Required task:
Collect every line of the rows below that contains the string "cliff", treating uppercase and lowercase as distinct.

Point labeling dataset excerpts
────────
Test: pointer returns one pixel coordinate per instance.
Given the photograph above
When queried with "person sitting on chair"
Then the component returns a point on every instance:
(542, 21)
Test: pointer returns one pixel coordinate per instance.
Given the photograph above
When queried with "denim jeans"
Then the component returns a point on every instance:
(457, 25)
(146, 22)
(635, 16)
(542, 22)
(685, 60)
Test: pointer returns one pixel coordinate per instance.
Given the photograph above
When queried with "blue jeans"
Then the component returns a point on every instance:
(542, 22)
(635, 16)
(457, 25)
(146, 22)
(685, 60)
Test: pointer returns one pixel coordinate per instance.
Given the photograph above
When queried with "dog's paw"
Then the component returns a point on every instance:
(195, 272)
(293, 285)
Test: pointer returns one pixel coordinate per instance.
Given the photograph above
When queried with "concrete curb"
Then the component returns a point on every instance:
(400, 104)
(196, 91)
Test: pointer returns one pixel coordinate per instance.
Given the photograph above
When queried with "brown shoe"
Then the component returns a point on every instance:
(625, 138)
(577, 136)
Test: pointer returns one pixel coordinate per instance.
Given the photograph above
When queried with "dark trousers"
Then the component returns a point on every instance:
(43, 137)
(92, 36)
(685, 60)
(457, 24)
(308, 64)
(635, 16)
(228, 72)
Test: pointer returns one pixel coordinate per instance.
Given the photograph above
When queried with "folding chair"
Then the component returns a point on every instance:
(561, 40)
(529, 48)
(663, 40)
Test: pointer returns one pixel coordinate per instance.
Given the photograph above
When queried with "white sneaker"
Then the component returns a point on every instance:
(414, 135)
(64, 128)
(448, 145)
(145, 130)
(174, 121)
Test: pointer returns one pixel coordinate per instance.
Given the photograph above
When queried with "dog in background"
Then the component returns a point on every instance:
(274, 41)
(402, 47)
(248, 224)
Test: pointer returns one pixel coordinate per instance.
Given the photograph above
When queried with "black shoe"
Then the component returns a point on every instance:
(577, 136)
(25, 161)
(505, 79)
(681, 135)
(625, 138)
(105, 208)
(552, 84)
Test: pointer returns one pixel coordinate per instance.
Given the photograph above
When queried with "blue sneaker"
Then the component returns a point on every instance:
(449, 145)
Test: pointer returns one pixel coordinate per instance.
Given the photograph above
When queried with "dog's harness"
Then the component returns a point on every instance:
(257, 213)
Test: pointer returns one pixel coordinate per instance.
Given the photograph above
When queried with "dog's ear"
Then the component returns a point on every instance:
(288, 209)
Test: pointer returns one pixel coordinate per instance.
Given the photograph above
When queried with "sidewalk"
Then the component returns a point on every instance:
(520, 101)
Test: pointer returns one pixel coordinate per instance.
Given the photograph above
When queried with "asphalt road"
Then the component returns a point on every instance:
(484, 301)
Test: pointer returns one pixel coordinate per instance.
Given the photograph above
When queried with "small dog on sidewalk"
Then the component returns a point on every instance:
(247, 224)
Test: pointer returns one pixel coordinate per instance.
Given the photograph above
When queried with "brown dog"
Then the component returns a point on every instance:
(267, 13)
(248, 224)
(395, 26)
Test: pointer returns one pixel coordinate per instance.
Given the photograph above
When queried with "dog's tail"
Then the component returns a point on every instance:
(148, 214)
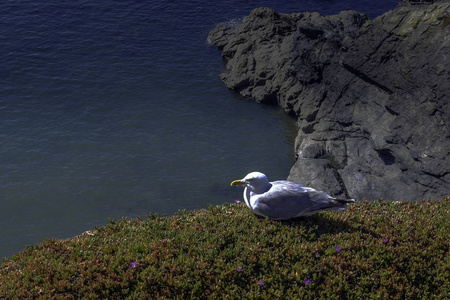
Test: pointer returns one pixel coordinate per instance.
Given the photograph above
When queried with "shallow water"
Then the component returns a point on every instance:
(115, 108)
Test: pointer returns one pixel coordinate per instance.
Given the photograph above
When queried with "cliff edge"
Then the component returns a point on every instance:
(371, 96)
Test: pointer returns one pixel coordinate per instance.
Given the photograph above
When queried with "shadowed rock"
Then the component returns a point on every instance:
(371, 96)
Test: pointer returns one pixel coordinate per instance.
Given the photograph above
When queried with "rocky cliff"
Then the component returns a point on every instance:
(371, 96)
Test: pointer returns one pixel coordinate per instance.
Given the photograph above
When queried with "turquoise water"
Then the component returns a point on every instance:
(115, 109)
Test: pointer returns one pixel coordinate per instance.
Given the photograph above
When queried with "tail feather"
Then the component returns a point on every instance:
(338, 204)
(343, 201)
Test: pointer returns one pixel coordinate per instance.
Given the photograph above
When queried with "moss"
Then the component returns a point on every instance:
(372, 250)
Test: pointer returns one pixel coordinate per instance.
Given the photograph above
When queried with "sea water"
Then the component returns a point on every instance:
(113, 109)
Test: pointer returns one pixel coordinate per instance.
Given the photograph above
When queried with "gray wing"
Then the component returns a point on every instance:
(287, 200)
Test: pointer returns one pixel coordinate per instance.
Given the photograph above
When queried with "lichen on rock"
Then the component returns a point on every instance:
(370, 96)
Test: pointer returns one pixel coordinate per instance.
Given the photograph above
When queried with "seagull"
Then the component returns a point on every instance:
(283, 199)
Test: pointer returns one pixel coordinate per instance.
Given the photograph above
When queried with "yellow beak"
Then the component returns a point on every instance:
(238, 182)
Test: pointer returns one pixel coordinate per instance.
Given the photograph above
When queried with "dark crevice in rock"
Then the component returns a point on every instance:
(370, 96)
(366, 78)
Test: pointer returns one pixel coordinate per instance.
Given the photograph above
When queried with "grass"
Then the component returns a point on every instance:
(376, 250)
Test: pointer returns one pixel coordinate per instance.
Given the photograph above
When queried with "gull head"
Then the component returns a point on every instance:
(257, 182)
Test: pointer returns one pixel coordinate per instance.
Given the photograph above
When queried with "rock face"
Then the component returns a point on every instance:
(372, 97)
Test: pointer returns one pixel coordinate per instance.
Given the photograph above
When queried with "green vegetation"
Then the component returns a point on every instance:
(376, 250)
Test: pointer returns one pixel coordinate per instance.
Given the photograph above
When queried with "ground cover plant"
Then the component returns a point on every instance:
(376, 250)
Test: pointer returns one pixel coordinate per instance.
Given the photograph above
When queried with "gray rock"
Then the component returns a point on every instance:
(371, 96)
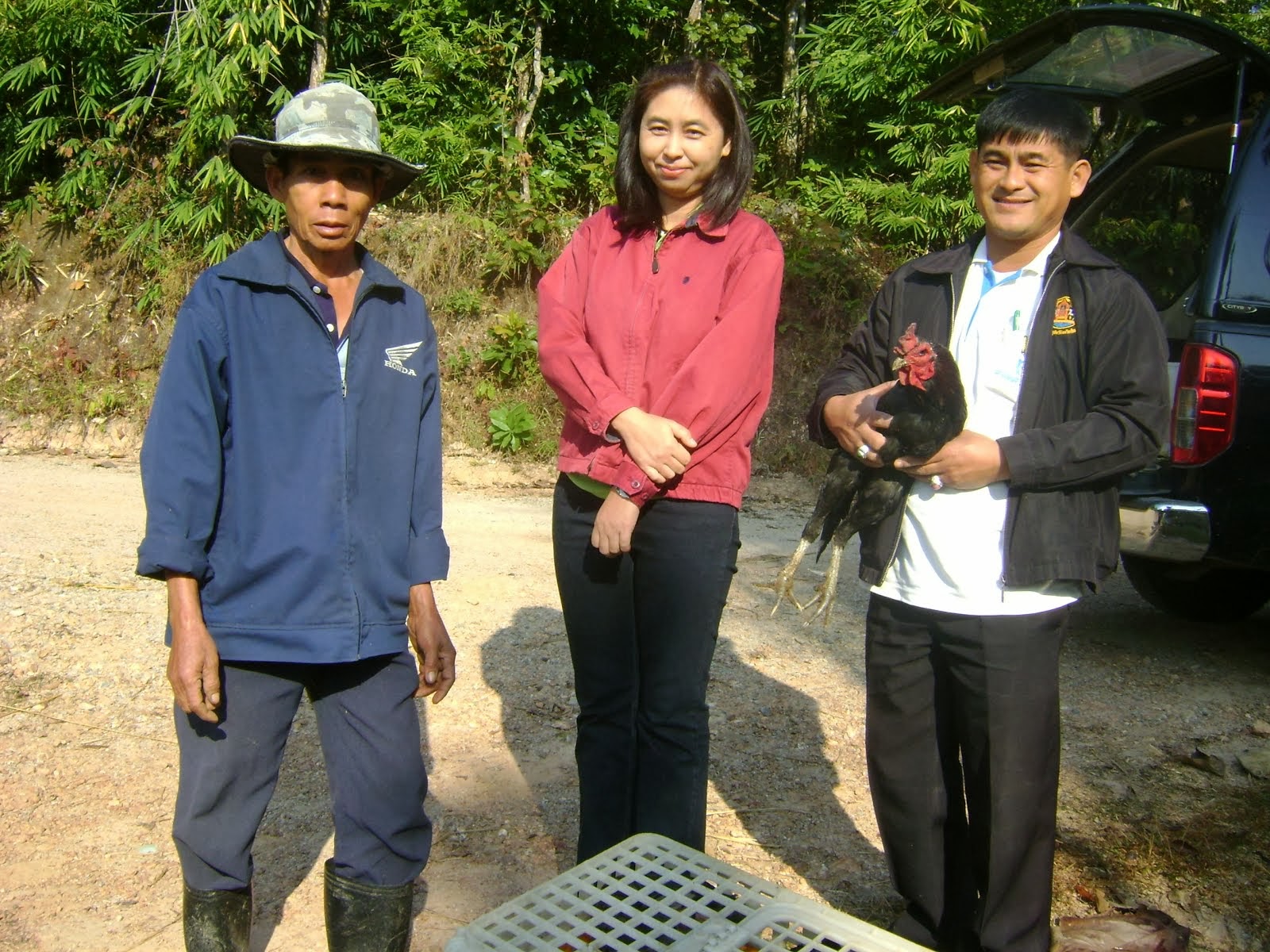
────────
Task answer:
When queried with "cliff edge"
When queried with "rocky cliff"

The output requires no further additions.